For every line in the material, output its text exactly and exclude any image it holds.

■ **DATA FOR REVIEW**
++++++++++
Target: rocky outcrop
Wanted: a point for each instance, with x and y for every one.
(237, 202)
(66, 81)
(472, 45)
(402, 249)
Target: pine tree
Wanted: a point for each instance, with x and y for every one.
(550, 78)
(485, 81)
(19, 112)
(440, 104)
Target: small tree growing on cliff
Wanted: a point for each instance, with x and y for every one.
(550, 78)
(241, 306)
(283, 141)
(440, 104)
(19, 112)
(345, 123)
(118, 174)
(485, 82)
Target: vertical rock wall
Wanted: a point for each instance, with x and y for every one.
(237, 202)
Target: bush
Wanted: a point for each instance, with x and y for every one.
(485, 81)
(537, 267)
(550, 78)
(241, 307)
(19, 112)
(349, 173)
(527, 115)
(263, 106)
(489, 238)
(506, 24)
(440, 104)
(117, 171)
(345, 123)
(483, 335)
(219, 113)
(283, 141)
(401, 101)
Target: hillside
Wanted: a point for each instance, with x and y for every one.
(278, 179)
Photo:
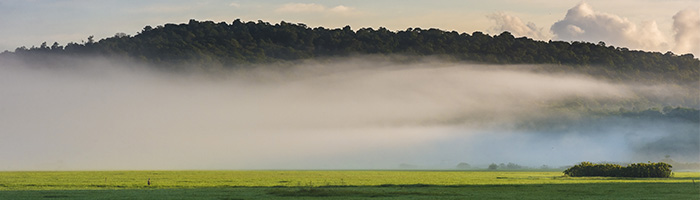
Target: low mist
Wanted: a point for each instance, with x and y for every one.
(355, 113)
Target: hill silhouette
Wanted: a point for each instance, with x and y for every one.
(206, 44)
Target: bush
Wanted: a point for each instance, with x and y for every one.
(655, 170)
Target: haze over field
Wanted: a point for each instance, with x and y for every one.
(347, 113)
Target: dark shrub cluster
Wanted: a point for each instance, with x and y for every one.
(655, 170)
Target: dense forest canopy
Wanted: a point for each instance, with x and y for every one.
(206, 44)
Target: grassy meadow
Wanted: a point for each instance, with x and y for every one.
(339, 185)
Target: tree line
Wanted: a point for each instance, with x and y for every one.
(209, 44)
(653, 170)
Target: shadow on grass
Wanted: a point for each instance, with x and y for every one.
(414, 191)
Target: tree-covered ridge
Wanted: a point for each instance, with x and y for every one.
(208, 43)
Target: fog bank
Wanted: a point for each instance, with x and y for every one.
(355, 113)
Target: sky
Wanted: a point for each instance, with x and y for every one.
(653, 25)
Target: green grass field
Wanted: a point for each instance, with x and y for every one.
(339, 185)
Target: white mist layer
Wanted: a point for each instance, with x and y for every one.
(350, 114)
++++++++++
■ **TASK SOLUTION**
Target: rocky outcrop
Wanted: a point for each instance, with x and y for every one.
(237, 202)
(66, 81)
(472, 45)
(402, 249)
Target: pine tree
Wanted: a point for each instance, with x and y for every one.
(550, 78)
(485, 81)
(19, 112)
(440, 104)
Target: small tree growing on cliff
Wanted: a point for each instance, with x and y for every one.
(550, 78)
(241, 306)
(283, 141)
(440, 104)
(19, 112)
(345, 123)
(118, 174)
(485, 82)
Target: vertical rock wall
Wanted: a point for each instance, with x and y for every one.
(237, 202)
Target: bush
Wanted: a point for each instance, with x and y for every one.
(485, 81)
(537, 267)
(550, 78)
(241, 307)
(19, 112)
(349, 173)
(527, 115)
(263, 106)
(489, 238)
(506, 24)
(440, 104)
(117, 171)
(345, 123)
(483, 335)
(219, 113)
(283, 141)
(401, 101)
Target: hillside
Wanted: a point for each instance, with x and y for every one.
(278, 179)
Photo:
Target: low mist
Wanted: a point for each instance, with x and y for every one.
(355, 113)
Target: hill silhouette
Wanted: a point for each instance, with x and y for every one.
(206, 44)
Target: bush
Wanted: a point for each instance, with x and y for every one.
(655, 170)
Target: haze over field
Wanted: a point for each instance, with x and y for every one.
(347, 113)
Target: dark shrub cluster
Wanted: a point for each instance, with x and y for every one.
(655, 170)
Target: dense forest canopy
Wanted: a point for each instance, with x and y for every one.
(206, 44)
Target: grassy meadow
Wanted: a point for each instance, with x and y for every one.
(339, 185)
Target: tree line
Wanted: a point for each instance, with x and y for every one.
(209, 44)
(653, 170)
Target: shadow on grass
Wanted: a point for each instance, with x and y for every one.
(414, 191)
Target: tree-covered ridge
Wanted: a point for each instance, with x and y for every one.
(208, 43)
Target: fog bank
Wanted: a point for each instance, with x and y for every one.
(355, 113)
Target: sky
Wanted: a point for each instance, with x and y for every one.
(653, 25)
Target: green grass field
Wanted: a point for each instance, with x and y for every one.
(339, 185)
Target: white mist layer
Wanted: a point for each instance, with x and y for every one.
(350, 114)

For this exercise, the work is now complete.